- 出典文書:
"""
説明

ブラケットおよびこれを備えた給湯システム

【課題】所望の設置対象機器を浴室内の狭いスペースに対しても作業性よく適切に設置することを可能とするブラケットを提供する。
【解決手段】互いに間隔を隔てて並ぶようにして浴室内に設けられている一対の固定部材20,22を利用し、所望の設置対象機器5を浴室内に設置するのに用いられるブラケットBであって、設置対象機器5が取り付けられるブラケット本体部6に設けられ、かつ互いに間隔を隔てた配置とされた一対の係合部7を備えており、これら一対の係合部7のそれぞれは、弾性変形が可能な1または複数の係合用片7A,7Bを有し、かつこの係合用片7A,7Bを弾性変形させた状態で固定部材20,22の外面部に接触させたときには、その復元力によって係合用片7A,7Bが前記外面部に圧接し、一対の係合部7を固定部材20,22に係合保持させることが可能である。

【発明の詳細な説明】
【技術分野】
【0001】
本発明は、浴室内に所望の設置対象機器を設置するのに用いられるブラケット、およびこのブラケットを備えた給湯システムに関する。
"""
次の1.～3.の記述が上のブラケットに関する文書の内容と合っているかどうかを、それぞれ「はい」か「いいえ」で答え、判断の根拠となる文書中の語句をそのまま引用しなさい。
1. 一対の係合部は、互いに間隔を隔てて配置されている。
2. 係合用片は、弾性変形ができない部材である。
3. 本発明は、ブラケットを備えた給湯システムにも関する。

- 項目一覧:
"""
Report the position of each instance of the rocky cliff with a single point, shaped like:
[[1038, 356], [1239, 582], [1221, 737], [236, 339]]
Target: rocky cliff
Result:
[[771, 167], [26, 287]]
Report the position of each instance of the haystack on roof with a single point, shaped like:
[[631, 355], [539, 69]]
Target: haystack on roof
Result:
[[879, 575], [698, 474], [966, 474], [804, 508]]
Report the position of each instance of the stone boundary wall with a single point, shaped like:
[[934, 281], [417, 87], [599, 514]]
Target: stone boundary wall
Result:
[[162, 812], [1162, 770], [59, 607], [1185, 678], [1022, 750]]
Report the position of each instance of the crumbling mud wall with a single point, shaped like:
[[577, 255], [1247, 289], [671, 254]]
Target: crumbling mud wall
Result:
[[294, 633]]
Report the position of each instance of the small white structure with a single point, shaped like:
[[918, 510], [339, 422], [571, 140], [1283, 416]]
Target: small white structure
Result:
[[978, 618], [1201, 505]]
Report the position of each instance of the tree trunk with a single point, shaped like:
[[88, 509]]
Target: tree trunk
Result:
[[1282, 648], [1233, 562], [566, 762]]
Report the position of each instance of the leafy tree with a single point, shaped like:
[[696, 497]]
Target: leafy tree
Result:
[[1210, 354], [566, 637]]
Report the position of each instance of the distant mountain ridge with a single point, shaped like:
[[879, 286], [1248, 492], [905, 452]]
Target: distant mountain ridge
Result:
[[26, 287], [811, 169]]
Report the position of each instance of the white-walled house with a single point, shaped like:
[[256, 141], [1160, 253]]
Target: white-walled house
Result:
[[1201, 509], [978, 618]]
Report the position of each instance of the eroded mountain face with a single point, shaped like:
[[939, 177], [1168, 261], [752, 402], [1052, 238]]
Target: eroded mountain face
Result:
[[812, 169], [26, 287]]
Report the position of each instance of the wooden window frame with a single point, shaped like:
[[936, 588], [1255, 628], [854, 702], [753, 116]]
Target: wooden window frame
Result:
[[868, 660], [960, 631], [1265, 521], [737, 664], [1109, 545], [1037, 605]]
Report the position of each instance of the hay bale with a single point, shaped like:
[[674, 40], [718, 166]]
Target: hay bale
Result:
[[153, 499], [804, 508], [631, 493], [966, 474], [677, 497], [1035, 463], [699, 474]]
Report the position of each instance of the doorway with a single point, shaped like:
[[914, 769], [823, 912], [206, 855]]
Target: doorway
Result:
"""
- 解答:
1. はい。「互いに間隔を隔てた配置とされた一対の係合部7を備えており」
2. いいえ。「弾性変形が可能な1または複数の係合用片7A,7Bを有し」
3. はい。「およびこのブラケットを備えた給湯システムに関する」